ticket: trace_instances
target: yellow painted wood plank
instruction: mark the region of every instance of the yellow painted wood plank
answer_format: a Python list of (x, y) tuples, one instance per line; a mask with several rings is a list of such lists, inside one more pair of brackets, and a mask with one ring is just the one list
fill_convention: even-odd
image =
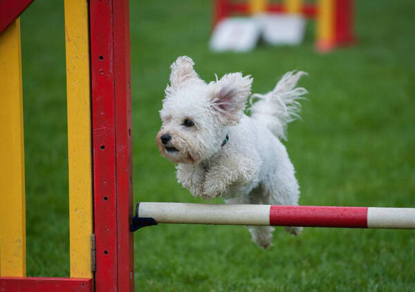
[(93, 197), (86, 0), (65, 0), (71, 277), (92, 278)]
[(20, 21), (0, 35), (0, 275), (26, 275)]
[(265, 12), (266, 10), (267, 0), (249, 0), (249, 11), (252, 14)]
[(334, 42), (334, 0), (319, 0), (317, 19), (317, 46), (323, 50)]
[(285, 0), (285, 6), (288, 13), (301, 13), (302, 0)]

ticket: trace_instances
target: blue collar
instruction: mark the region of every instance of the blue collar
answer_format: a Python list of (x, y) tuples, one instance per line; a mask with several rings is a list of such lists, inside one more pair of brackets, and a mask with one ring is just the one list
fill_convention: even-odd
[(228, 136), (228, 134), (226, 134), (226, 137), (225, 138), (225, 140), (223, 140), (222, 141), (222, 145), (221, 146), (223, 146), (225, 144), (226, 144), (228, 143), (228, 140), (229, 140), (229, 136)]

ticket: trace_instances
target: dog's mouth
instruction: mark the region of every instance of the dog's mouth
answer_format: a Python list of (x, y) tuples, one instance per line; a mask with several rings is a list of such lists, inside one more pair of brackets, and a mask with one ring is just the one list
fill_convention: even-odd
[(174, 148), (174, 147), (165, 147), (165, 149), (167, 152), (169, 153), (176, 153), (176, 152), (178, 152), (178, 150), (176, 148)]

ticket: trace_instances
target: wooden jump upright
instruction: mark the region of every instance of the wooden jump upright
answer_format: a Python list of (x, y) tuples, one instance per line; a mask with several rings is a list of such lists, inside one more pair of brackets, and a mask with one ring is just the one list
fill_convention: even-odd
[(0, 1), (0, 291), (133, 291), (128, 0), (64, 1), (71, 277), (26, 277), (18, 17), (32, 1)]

--------------------

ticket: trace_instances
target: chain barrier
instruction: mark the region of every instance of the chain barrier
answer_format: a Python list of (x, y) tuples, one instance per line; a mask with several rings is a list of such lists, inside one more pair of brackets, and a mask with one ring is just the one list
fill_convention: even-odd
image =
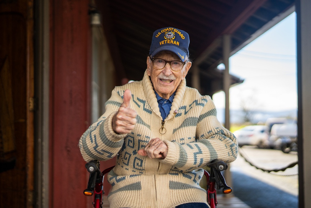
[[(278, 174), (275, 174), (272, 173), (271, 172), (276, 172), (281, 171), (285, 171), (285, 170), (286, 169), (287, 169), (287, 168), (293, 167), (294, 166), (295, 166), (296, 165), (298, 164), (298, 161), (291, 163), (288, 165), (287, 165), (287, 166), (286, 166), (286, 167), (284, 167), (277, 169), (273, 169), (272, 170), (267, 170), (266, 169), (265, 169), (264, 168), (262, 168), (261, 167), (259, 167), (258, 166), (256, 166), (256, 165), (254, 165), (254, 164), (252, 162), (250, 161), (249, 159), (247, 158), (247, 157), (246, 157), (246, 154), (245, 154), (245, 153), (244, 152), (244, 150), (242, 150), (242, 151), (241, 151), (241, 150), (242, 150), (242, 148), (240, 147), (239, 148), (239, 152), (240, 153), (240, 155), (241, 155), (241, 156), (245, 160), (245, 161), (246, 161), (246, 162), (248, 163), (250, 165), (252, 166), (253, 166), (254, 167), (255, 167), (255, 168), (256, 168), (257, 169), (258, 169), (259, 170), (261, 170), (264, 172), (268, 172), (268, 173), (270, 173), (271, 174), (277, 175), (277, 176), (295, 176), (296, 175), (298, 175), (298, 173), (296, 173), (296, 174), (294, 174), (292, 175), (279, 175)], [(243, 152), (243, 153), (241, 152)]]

--------------------

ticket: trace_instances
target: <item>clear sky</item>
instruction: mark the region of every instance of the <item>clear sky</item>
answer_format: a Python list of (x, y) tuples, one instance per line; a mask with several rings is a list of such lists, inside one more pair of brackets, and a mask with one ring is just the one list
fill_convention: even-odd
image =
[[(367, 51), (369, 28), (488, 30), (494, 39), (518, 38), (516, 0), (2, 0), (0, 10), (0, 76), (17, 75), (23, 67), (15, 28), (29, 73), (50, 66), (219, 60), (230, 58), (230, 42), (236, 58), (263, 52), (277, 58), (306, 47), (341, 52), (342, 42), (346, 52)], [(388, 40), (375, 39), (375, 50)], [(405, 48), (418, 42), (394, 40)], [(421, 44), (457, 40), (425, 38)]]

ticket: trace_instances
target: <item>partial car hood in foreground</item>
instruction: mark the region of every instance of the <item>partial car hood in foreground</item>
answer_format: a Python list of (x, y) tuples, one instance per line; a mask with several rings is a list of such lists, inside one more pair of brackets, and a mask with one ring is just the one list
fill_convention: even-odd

--------------------

Problem description -
Which lines of the material above contain the string "item"? Copy out each of those lines, and treat uppercase and lowercase letters as different.

Completed task -
target: <item>clear sky</item>
instruction: mark the region of every instance of the <item>clear sky</item>
target: <item>partial car hood in foreground</item>
instruction: mark the region of every instance of the <item>partial car hood in foreground</item>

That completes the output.